Try it
A verbatim transcript of the data below is required, images omitted.

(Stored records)
# # # #

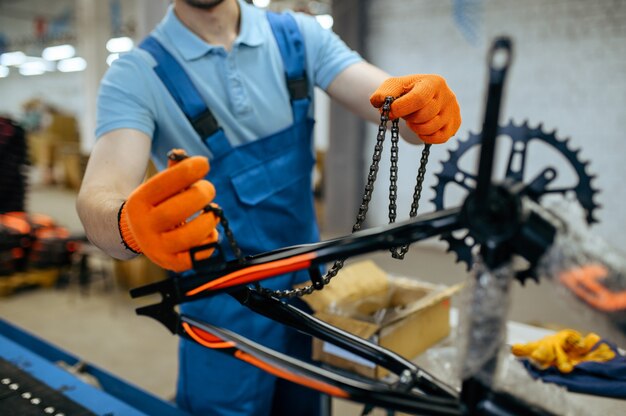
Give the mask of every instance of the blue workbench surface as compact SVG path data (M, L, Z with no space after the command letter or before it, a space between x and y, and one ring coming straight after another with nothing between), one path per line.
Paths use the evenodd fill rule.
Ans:
M16 365L51 389L98 415L188 416L174 405L130 385L114 375L63 351L0 319L0 357ZM56 363L81 364L83 374L97 380L95 387Z

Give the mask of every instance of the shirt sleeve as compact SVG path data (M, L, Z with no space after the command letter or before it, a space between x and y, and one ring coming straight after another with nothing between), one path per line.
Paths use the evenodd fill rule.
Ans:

# # # #

Task output
Give the mask of every instance of the blue workbench surface as compact SVG path data (M, L, Z with no space after the command letter or before it, a space between x and y, and one ring coming straight after another with nothing between), one path per line.
Paths use the evenodd fill rule.
Ans:
M16 365L51 389L98 415L188 416L174 405L130 385L114 375L63 351L0 319L0 357ZM56 363L81 364L83 374L97 380L95 387Z

Give the mask of every instance of the shirt sleeve as compact SVG path data (M, L, Z with no space after the command letter or before it, a space between x and y, and one ring coming straight after another with nothing between), one path per line.
Paths use the evenodd fill rule.
Ans:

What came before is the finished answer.